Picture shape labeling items

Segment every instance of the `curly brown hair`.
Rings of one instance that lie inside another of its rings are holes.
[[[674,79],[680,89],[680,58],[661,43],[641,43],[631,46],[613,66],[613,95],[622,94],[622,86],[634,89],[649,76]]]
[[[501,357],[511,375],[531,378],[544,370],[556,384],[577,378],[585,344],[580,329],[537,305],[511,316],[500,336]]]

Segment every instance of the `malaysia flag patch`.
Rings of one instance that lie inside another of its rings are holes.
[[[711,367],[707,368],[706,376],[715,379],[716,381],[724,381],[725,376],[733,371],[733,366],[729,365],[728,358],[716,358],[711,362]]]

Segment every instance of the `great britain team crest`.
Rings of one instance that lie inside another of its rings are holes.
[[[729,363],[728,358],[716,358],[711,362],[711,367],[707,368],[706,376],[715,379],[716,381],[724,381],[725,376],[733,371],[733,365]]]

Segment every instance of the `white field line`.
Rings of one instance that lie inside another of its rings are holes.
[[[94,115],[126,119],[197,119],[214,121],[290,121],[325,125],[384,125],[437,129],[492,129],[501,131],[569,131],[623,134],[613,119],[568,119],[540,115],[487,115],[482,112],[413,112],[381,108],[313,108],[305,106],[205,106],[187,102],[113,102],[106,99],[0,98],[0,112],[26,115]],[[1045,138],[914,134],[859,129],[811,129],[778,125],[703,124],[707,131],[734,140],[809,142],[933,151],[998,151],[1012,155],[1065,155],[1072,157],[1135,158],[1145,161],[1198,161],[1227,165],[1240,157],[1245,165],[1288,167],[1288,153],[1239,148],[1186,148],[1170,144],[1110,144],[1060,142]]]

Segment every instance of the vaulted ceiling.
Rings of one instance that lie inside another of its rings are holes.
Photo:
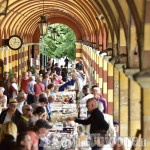
[[[120,24],[123,26],[125,37],[127,37],[129,8],[133,13],[137,29],[140,30],[143,1],[44,0],[44,15],[51,24],[68,25],[74,30],[78,40],[91,41],[94,36],[97,36],[97,33],[103,34],[104,28],[107,31],[109,29],[111,38],[118,39]],[[7,0],[0,0],[0,12],[4,10],[6,2]],[[96,17],[101,14],[106,23],[102,19],[96,20]],[[43,15],[42,0],[9,0],[7,15],[0,16],[1,39],[18,34],[22,36],[25,43],[33,42],[34,38],[39,36],[37,22],[40,21],[41,15]]]

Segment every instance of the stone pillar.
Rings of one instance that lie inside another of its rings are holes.
[[[107,100],[107,61],[103,59],[103,97]]]
[[[114,121],[119,121],[119,71],[114,67]]]
[[[128,136],[128,77],[120,72],[120,136]]]
[[[99,56],[99,88],[103,95],[103,58],[101,56]]]
[[[144,150],[150,150],[150,88],[143,89],[143,138],[146,139]]]
[[[107,101],[108,101],[108,114],[113,115],[113,65],[111,63],[107,63]]]
[[[141,129],[141,88],[129,80],[129,136],[134,137],[137,130]]]

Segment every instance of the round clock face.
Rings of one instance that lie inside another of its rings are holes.
[[[13,50],[18,50],[22,46],[22,40],[19,36],[13,35],[9,38],[9,47]]]

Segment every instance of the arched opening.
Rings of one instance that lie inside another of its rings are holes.
[[[56,30],[56,37],[52,35],[52,30]],[[74,31],[64,24],[52,24],[48,27],[45,37],[40,37],[41,68],[46,65],[48,58],[60,59],[68,57],[69,60],[76,59],[76,35]]]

Given request >> Without the pictures, reproduce every line of the records above exactly.

The answer >>
Segment every instance of the `curly brown hair`.
Rings of one instance that lie inside another of its rings are holes.
[[[674,79],[680,89],[680,58],[661,43],[641,43],[631,46],[613,66],[613,95],[622,94],[622,86],[634,89],[649,76]]]
[[[501,357],[511,375],[531,378],[544,370],[556,384],[577,378],[585,344],[580,329],[537,305],[511,316],[500,336]]]

Segment every instance of the `malaysia flag patch`.
Rings of one instance that lie inside another of its rings are holes.
[[[711,367],[707,368],[706,376],[715,379],[716,381],[724,381],[725,376],[733,371],[733,366],[729,365],[728,358],[716,358],[711,362]]]

Segment every instance of the `great britain team crest`.
Rings of one instance that lie inside another of its rings are holes.
[[[729,363],[728,358],[716,358],[711,362],[711,367],[707,368],[706,376],[715,379],[716,381],[724,381],[725,376],[733,371],[733,365]]]

Segment every instance of the `white field line`.
Rings of one instance that lie inside another of its rings are holes.
[[[94,115],[126,119],[197,119],[214,121],[290,121],[325,125],[384,125],[437,129],[492,129],[501,131],[569,131],[623,134],[613,119],[568,119],[540,115],[487,115],[482,112],[413,112],[381,108],[313,108],[305,106],[205,106],[187,102],[113,102],[106,99],[0,98],[0,112],[26,115]],[[1045,138],[914,134],[859,129],[811,129],[778,125],[703,124],[707,131],[734,140],[809,142],[933,151],[998,151],[1012,155],[1065,155],[1072,157],[1135,158],[1145,161],[1198,161],[1227,165],[1240,157],[1245,165],[1288,167],[1288,153],[1239,148],[1186,148],[1170,144],[1110,144],[1060,142]]]

Segment every instance of the vaulted ceiling.
Rings of one instance that lie inside another of its rings are holes.
Photo:
[[[120,24],[123,26],[125,37],[127,37],[129,8],[133,13],[137,29],[140,30],[143,1],[44,0],[44,15],[51,24],[68,25],[74,30],[78,40],[91,41],[94,36],[97,36],[97,33],[103,34],[104,28],[107,31],[109,29],[111,38],[118,39]],[[7,0],[0,0],[0,12],[4,10],[6,2]],[[96,17],[101,14],[106,23],[102,19],[96,20]],[[43,15],[42,0],[9,0],[7,15],[0,16],[1,39],[18,34],[22,36],[25,43],[33,42],[34,38],[39,36],[37,22],[40,21],[41,15]]]

Segment every instance of the stone pillar.
Rings of one instance that lie inside another of its rings are holes.
[[[107,100],[107,61],[103,59],[103,97]]]
[[[114,121],[119,121],[119,71],[114,67]]]
[[[128,136],[128,77],[120,72],[120,136]]]
[[[99,56],[99,88],[103,95],[103,58],[101,56]]]
[[[144,150],[150,150],[150,88],[143,89],[143,138],[146,139]]]
[[[107,101],[108,101],[108,114],[113,115],[113,65],[111,63],[107,63]]]
[[[141,129],[141,88],[129,80],[129,136],[134,137],[137,130]]]

Segment every instance of the round clock face.
Rings of one instance that lie inside another of its rings are holes.
[[[13,50],[18,50],[22,46],[22,40],[19,36],[13,35],[9,38],[9,47]]]

Segment every instance of the arched opening.
Rings of one instance that lie inside another of its rings are holes.
[[[56,30],[56,37],[52,35],[52,30]],[[74,31],[64,24],[52,24],[48,27],[45,37],[40,37],[41,68],[46,65],[48,58],[60,59],[68,57],[69,60],[76,59],[76,35]]]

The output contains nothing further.